*REQUIRED ACTIONS:*
- a) Find every line in the rows that contains the word "shoulder" and copy each of those lines.
- b) Continue the forum thread about Breeze's litter of kittens from the point where it stops.

*EXTRACTED TEXT:*
# Breeze's litter 5weeks old



## we love bsh's (Mar 28, 2011)

Well nearly 5 weeks pics not that great as was to on my camcorder but here are the sleeping family minus 1 kit hiding elsewhere hope you like


----------



## spid (Nov 4, 2008)

AW - what a plethora of gorgeous kittens all over this forum today!


----------



## Durhamchance (Aug 2, 2012)

Gorgeous!


----------



## draculita (Jun 15, 2008)

Lovely size:thumbup:


----------



## we love bsh's (Mar 28, 2011)

Thankyou its been hard keeping mums weight stable but then again feeding 5 kittens she aint going to look her finest all good though


----------



## lymorelynn (Oct 4, 2008)

Real chocolate box kitties :001_wub::001_wub:


----------



## we love bsh's (Mar 28, 2011)

lymorelynn said:


> Real chocolate box kitties :001_wub::001_wub:


I know would you believe it i havnt even had a single call regarding them yet


----------



## catcoonz (Aug 4, 2012)

we love bsh's said:


> I know would you believe it i havnt even had a single call regarding them yet


give me your number i will phone you, they are gorgeous.
are they just having mums milk or are you feeding them, lovely and chunky.:thumbup:


----------



## we love bsh's (Mar 28, 2011)

catcoonz said:


> give me your number i will phone you, they are gorgeous. are they just having mums milk or are you feeding them, lovely and chunky.:thumbup:


lol they are eating solids now although a little too dependant on mum still but if there happy with it then so be it.

They eat a wide range chicken fillits,mince,wet pouches and dry rc is always down but they hav'nt bothered with the dry.

Drinking water at times.

Starting to use litter tray.

AND.. getting all over the place exploring


----------



## colliemerles (Nov 2, 2007)

Location identification items:
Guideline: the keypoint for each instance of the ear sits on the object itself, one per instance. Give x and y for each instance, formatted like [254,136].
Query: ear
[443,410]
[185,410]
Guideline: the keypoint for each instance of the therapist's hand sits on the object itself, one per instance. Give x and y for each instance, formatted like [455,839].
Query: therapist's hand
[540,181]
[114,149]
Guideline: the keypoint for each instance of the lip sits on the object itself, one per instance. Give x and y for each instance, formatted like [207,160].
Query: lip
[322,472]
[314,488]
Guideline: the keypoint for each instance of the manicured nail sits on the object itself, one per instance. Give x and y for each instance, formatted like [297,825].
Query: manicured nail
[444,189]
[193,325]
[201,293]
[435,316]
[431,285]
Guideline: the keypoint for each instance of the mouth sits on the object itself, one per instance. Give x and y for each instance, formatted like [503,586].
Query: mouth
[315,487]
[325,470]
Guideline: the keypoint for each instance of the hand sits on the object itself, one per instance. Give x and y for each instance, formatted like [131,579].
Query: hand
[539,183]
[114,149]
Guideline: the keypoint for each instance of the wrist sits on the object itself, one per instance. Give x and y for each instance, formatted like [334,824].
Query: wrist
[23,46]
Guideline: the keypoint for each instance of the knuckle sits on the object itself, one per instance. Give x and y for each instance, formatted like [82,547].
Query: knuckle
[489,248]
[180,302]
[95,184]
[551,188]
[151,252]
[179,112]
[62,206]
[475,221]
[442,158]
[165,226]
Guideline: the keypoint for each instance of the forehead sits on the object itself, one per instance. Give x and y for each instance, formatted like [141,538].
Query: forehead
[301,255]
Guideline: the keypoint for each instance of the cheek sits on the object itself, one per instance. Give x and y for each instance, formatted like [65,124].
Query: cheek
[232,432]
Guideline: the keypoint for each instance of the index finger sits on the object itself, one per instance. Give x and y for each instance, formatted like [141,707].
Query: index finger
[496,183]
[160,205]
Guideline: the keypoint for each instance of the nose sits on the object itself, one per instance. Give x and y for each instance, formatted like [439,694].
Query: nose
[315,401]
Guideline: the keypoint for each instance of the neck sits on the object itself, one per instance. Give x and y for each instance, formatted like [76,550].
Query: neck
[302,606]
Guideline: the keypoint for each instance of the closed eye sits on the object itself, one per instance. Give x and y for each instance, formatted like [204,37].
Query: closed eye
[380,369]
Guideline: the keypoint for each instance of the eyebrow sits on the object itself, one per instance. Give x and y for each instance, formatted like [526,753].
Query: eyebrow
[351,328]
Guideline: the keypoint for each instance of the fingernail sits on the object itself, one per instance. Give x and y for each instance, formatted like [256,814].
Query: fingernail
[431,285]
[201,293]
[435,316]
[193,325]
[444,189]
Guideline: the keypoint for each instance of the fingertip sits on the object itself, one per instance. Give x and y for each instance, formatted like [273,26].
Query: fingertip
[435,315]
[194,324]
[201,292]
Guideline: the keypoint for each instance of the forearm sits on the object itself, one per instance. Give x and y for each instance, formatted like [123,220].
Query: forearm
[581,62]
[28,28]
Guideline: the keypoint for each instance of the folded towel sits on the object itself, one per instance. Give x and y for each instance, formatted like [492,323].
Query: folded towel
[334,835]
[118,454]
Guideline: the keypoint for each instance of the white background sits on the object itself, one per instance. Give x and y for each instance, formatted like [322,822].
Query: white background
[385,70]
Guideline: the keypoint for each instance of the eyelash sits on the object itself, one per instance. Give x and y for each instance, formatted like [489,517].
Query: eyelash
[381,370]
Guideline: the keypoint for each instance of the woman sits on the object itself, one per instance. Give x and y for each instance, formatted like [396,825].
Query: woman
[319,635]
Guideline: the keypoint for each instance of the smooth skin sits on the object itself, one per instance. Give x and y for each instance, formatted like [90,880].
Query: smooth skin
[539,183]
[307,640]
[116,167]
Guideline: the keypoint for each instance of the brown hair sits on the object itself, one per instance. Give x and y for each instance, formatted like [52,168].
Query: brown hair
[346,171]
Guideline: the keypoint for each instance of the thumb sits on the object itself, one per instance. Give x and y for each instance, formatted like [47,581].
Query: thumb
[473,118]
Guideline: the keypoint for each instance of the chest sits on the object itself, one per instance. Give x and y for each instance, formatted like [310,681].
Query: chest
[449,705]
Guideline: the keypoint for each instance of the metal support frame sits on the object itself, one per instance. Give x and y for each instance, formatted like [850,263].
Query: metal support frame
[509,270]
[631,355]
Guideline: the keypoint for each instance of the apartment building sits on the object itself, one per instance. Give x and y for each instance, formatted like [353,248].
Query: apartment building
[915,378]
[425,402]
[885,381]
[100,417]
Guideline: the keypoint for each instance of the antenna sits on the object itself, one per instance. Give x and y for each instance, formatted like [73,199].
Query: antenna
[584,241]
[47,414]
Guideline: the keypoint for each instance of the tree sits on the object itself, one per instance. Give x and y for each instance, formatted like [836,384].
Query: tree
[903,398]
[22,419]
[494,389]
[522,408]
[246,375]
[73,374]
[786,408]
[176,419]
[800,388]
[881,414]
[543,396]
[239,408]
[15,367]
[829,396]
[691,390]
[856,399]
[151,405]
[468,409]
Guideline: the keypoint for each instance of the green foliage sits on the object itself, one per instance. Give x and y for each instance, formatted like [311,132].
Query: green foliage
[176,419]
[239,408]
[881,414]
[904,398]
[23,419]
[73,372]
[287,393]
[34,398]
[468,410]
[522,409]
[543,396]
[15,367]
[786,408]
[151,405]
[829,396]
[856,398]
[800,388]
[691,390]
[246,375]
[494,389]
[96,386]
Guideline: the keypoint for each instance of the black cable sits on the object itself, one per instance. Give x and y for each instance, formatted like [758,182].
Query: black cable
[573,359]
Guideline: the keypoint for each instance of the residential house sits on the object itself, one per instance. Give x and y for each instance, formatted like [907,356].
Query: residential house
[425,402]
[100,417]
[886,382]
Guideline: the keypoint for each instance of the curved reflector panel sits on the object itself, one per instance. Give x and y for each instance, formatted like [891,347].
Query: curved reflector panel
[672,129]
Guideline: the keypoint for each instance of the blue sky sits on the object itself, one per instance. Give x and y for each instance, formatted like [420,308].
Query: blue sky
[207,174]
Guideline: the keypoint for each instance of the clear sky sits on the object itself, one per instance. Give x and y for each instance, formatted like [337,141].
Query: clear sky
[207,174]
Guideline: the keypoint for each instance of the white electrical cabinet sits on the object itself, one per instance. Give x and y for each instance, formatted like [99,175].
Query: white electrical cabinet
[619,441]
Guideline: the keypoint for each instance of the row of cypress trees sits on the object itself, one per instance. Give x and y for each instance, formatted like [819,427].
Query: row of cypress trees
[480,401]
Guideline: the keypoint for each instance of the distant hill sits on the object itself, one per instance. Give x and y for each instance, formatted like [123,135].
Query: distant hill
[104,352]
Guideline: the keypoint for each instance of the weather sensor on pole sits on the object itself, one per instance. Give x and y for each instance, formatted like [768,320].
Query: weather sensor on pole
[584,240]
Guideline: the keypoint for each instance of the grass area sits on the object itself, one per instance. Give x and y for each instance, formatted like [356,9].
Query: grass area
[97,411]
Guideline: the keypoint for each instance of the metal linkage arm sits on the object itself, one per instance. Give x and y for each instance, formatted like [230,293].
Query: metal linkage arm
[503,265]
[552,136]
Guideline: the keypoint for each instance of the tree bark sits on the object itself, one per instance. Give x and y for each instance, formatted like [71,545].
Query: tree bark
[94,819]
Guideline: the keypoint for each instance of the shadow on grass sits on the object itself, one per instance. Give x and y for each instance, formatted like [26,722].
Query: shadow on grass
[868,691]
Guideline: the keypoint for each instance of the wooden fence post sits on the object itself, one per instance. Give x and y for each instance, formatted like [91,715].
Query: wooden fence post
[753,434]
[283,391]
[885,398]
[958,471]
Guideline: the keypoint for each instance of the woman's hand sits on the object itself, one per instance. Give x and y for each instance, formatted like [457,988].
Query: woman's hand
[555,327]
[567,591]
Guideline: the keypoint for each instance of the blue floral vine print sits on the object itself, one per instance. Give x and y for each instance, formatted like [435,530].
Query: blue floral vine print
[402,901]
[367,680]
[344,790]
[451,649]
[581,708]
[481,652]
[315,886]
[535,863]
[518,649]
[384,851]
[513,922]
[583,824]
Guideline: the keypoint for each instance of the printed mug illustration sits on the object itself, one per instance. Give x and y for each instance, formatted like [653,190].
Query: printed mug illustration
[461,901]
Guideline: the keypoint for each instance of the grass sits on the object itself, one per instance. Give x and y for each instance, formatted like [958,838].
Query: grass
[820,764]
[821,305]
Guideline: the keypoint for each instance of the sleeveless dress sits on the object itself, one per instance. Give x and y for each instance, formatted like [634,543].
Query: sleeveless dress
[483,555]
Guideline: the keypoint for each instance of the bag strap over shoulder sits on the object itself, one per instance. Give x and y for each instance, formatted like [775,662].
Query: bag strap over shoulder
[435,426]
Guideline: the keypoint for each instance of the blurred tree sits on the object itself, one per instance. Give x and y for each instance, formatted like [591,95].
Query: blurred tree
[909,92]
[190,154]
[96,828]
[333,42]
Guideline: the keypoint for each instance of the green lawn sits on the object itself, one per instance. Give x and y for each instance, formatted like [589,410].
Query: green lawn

*ANSWERS BELOW:*
- a)
Guideline: the keypoint for each instance of the bag strap over shoulder sits on the object itself, one per instance. Give x and y for each instance, formatted like [775,662].
Query: bag strap over shoulder

- b)
_aww how beautiful, they are growing so fast, _


----------



## we love bsh's (Mar 28, 2011)

they are c-m everybodys kittens on here are coming on so well.


----------



## sharonbee (Aug 3, 2011)

They are gorgeous, so cute and cuddly. I love BShs, they are adorable.

It's a big day for one of our kittens today, she goes to her new home, the couple are coming for her at 4pm, we will miss her.


----------



## we love bsh's (Mar 28, 2011)

sharonbee said:


> They are gorgeous, so cute and cuddly. I love BShs, they are adorable.
> 
> It's a big day for one of our kittens today, she goes to her new home, the couple are coming for her at 4pm, we will miss her.


Its hard letting them go..i worry untill i get the text saying 'settled in well,eating,playing and now sleeping'


----------



## we love bsh's (Mar 28, 2011)

So far i can confirm that in breezes litter the colours are..


3 Blue tortie tabby colourpoints -girls 
1 Lilac tortie colourpoint (possibly tabby) still not quite sure.-girl.
1 Lilac tabby colourpoint - boy.


----------



## Ingrid25 (Oct 1, 2011)

awww they are so gorgeous!
I love that third picture, its almost like taking a before and after shot


----------



## PetloverJo (Nov 4, 2011)

They are looking really good for 5 weeks old, lovely and chunky

If I win the lottery on Saturday I will be down the A1 to snap them all up


----------



## we love bsh's (Mar 28, 2011)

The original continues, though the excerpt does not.